* Listed records *
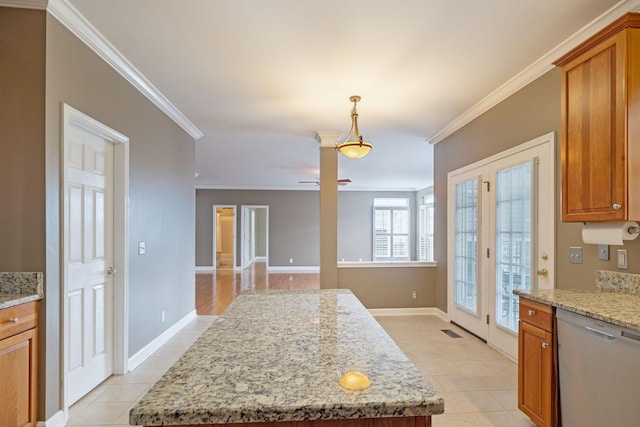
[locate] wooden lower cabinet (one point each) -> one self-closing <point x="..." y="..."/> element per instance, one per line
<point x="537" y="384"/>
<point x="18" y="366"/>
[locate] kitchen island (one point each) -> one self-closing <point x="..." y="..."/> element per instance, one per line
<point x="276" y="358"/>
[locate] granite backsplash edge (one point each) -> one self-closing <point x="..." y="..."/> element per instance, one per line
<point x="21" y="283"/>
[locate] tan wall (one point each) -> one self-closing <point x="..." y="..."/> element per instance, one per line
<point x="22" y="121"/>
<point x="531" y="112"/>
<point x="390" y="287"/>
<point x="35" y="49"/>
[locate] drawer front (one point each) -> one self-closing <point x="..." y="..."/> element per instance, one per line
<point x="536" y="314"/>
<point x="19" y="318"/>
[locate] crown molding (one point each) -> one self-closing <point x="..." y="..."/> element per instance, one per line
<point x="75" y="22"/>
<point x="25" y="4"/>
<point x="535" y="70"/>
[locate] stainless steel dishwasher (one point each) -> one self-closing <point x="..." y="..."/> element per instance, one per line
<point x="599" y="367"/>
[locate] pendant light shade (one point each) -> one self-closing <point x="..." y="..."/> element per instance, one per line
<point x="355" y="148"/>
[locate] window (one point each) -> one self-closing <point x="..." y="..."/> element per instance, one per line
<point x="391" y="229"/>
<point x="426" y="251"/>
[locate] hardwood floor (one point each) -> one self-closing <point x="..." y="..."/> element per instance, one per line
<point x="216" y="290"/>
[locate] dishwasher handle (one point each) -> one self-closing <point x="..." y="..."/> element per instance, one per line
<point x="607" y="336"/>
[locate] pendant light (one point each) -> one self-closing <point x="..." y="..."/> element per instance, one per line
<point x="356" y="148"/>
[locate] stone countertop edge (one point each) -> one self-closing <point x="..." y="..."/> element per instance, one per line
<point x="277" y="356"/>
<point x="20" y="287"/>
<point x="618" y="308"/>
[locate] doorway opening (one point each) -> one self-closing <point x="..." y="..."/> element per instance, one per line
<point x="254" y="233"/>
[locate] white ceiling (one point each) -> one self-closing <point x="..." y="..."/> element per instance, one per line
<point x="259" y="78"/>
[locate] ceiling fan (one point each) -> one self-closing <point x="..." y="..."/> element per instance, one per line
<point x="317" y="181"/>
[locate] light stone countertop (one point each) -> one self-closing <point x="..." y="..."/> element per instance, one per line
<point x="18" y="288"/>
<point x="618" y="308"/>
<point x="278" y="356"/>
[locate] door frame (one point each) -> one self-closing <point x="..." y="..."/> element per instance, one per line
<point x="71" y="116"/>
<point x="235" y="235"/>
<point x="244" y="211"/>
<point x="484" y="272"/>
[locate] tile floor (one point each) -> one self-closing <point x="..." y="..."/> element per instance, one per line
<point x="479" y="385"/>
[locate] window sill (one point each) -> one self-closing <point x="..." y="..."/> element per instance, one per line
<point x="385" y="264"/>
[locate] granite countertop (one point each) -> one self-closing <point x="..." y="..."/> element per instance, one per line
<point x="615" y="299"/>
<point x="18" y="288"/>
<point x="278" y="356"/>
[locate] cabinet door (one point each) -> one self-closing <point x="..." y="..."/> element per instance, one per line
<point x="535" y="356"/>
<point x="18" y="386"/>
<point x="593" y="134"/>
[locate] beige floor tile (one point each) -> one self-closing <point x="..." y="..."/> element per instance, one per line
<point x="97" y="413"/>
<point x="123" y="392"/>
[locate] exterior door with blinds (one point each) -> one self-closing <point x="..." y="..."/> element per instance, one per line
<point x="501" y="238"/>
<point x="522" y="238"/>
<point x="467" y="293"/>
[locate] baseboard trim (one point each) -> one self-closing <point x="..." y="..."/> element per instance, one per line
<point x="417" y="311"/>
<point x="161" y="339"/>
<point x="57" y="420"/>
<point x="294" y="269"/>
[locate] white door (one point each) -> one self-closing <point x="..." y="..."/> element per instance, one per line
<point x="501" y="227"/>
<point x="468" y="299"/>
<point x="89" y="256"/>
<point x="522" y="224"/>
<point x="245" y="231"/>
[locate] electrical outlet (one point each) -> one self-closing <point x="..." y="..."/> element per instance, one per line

* Requirements *
Rewrite all the rows above as a numbered list, without blank lines and without the pictures.

* Task response *
1. [locate] wooden lower cabinet (one point each) -> one self-closing <point x="..." y="..."/> element per instance, one per line
2. <point x="537" y="384"/>
3. <point x="18" y="366"/>
4. [locate] kitchen island (one point each) -> one self-closing <point x="..." y="..."/> element per instance, one per line
5. <point x="276" y="358"/>
6. [locate] granite backsplash edge (one point each) -> one self-closing <point x="..." y="..."/> element per instance, one per line
7. <point x="21" y="283"/>
8. [locate] tan wall (one point each) -> one self-closing <point x="..." y="..."/> element per instance, one per line
9. <point x="22" y="121"/>
10. <point x="531" y="112"/>
11. <point x="390" y="287"/>
12. <point x="35" y="49"/>
13. [locate] drawer front (one point each) -> one self-closing <point x="..." y="..."/> element per instance, one per line
14. <point x="536" y="314"/>
15. <point x="19" y="318"/>
16. [locate] crown molding (one point each) -> one self-closing <point x="..." y="..."/> element per instance, one per line
17. <point x="75" y="22"/>
18. <point x="25" y="4"/>
19. <point x="535" y="70"/>
20. [locate] stainless steel dishwasher (one point each) -> one self-closing <point x="..." y="..."/> element per instance, one per line
21. <point x="599" y="367"/>
22. [locate] pendant light shade (one point each) -> one self-closing <point x="..." y="..."/> element per instance, one per line
23. <point x="355" y="148"/>
24. [locate] window (one point each) -> one self-closing <point x="..." y="..."/> element per instance, one per line
25. <point x="391" y="229"/>
26. <point x="426" y="251"/>
27. [locate] hardwood floor (one point each) -> one self-closing <point x="..." y="..."/> element per instance, one per line
28. <point x="216" y="290"/>
29. [locate] dishwasher handle (one point each) -> one self-closing <point x="..." y="..."/> element per instance, one per line
30. <point x="607" y="336"/>
31. [locate] pendant light (one point each) -> one self-closing <point x="..." y="..."/> element per instance, one per line
32. <point x="356" y="148"/>
33. [locate] stone countertop edge (one point each) -> one self-closing <point x="..." y="..."/> element per instance, one per line
34. <point x="277" y="356"/>
35. <point x="20" y="287"/>
36. <point x="618" y="308"/>
37. [locate] doorway opening (one point each) -> one self-closing <point x="..." y="..."/> element per instance, one per line
38. <point x="254" y="233"/>
39. [locate] white ceiling (one point each) -> one self-closing <point x="..." y="..."/> element per instance, one per line
40. <point x="259" y="78"/>
41. [locate] ceiling fan (one point each) -> one self-closing <point x="..." y="..."/> element per instance, one per line
42. <point x="317" y="181"/>
43. [locate] light stone countertop (one point each) -> one self-closing <point x="..." y="..."/> element per instance, one per line
44. <point x="18" y="288"/>
45. <point x="618" y="308"/>
46. <point x="278" y="356"/>
47. [locate] door frame (one point each) -> one self-closing <point x="..." y="..."/> element per instance, one per line
48. <point x="71" y="116"/>
49. <point x="235" y="235"/>
50. <point x="244" y="211"/>
51. <point x="484" y="272"/>
52. [locate] tile floor (one point each) -> one self-closing <point x="..." y="..."/> element per instance, one per line
53. <point x="479" y="385"/>
54. [locate] window sill (one point each) -> one self-closing <point x="..." y="..."/> element per instance, one per line
55. <point x="385" y="264"/>
56. [locate] granite countertop (one point each) -> one self-closing <point x="..." y="..."/> element per instance, one per line
57. <point x="615" y="299"/>
58. <point x="18" y="288"/>
59. <point x="278" y="356"/>
60. [locate] cabinet door (one point each) -> one self-closing <point x="..." y="..."/> element per instance, one per line
61. <point x="535" y="356"/>
62. <point x="18" y="386"/>
63. <point x="593" y="134"/>
64. [locate] beige floor tile (one point each) -> one self-closing <point x="..." y="..."/> element per instance, one per line
65. <point x="97" y="413"/>
66. <point x="123" y="392"/>
67. [locate] exterior door with blinds (one point each) -> one self-closing <point x="..." y="..."/> element per instance, one per line
68. <point x="501" y="238"/>
69. <point x="522" y="238"/>
70. <point x="467" y="293"/>
71. [locate] baseboard trim (one point each) -> one self-closing <point x="..." y="..."/> element per instance, one per line
72. <point x="417" y="311"/>
73. <point x="161" y="339"/>
74. <point x="57" y="420"/>
75. <point x="294" y="269"/>
76. [locate] white door (one point each) -> one self-closing <point x="..." y="..."/> element per instance, one per line
77. <point x="501" y="227"/>
78. <point x="468" y="299"/>
79. <point x="89" y="256"/>
80. <point x="522" y="224"/>
81. <point x="245" y="231"/>
82. [locate] electrical outlet (one point each) -> one self-closing <point x="..." y="..."/> element per instance, one per line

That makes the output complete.